• [Exercise prompt] Each line of the data below that carries the word "rough" needs to be copied.

• [Material supplied]
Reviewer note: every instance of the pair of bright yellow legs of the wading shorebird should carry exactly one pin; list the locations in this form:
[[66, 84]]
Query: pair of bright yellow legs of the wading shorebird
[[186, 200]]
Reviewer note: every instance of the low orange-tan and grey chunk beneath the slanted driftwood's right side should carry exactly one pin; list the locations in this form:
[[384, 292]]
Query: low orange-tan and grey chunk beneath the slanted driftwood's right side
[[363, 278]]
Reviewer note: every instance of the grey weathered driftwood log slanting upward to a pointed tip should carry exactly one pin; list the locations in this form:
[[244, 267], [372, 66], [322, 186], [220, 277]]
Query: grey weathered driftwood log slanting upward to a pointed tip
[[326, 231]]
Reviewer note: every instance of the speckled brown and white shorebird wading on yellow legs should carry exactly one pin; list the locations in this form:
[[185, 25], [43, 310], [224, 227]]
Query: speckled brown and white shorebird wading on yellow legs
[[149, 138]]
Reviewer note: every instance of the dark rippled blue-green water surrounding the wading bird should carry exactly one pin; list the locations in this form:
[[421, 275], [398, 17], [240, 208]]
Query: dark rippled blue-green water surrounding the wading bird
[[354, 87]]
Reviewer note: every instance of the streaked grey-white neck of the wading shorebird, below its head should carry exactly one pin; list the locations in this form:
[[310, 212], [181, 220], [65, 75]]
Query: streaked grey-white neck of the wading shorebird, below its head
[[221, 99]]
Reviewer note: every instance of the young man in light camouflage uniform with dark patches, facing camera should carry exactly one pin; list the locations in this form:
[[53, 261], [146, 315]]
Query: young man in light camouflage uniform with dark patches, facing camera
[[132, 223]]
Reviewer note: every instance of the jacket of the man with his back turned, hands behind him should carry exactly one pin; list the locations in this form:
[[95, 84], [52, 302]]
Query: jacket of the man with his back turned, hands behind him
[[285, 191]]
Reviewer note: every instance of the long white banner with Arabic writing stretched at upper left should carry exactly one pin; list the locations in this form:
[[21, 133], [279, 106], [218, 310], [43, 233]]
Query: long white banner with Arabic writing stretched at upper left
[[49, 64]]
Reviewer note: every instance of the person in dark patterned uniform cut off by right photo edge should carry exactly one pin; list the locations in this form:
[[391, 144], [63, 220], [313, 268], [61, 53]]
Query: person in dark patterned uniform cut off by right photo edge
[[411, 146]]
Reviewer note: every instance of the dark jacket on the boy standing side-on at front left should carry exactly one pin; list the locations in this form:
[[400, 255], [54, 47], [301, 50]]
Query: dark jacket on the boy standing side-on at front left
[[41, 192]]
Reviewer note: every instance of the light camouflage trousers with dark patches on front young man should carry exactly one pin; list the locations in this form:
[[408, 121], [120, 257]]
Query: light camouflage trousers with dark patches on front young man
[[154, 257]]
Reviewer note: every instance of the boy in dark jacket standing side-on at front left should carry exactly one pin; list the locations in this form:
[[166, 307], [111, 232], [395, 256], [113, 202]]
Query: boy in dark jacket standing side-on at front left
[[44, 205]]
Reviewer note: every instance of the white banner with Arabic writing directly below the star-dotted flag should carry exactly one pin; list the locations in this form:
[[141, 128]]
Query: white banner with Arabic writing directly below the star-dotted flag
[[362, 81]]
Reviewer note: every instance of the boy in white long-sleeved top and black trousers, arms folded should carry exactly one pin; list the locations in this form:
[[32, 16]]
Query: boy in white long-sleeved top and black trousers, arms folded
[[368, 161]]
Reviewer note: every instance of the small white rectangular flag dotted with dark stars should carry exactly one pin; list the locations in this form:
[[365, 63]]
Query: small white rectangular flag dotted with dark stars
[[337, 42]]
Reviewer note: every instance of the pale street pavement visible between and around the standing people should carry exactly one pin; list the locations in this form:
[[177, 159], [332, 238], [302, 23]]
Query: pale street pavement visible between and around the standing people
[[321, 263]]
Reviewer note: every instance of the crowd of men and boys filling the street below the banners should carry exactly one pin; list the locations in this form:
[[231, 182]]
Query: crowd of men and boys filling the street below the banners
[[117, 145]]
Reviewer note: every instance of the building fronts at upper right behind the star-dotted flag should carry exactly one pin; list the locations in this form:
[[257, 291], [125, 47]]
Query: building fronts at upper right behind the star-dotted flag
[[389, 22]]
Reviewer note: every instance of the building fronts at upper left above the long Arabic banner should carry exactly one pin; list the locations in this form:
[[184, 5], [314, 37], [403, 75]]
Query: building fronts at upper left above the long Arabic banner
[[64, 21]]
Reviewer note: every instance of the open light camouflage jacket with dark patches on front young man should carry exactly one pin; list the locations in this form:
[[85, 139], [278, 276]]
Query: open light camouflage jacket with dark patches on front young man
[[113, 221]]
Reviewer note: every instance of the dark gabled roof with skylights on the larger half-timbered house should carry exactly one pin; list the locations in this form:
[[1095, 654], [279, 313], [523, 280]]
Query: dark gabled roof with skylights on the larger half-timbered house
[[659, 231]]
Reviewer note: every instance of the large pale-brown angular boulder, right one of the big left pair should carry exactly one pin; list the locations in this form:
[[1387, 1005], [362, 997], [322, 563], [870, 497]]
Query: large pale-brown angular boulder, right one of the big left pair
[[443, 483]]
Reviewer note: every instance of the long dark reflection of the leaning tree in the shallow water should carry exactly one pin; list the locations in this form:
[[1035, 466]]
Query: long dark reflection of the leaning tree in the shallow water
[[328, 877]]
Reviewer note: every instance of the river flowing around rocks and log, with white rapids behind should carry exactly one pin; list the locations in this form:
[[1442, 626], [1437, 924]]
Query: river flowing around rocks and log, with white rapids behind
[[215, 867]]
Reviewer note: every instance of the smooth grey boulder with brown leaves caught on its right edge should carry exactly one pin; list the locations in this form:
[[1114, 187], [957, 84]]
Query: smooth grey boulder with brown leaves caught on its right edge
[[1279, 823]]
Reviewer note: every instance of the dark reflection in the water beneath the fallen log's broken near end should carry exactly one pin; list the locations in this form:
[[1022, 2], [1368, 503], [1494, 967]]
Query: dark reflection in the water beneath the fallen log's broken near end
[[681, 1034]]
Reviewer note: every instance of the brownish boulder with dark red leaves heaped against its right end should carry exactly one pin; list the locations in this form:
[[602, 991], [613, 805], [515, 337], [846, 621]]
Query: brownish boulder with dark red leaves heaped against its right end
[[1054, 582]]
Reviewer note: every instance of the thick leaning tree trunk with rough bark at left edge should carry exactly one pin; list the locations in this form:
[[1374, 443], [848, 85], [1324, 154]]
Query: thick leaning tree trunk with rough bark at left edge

• [Response box]
Reviewer note: every instance of the thick leaning tree trunk with rough bark at left edge should carry exactly one pin; list the locations in this form:
Query: thick leaning tree trunk with rough bark at left edge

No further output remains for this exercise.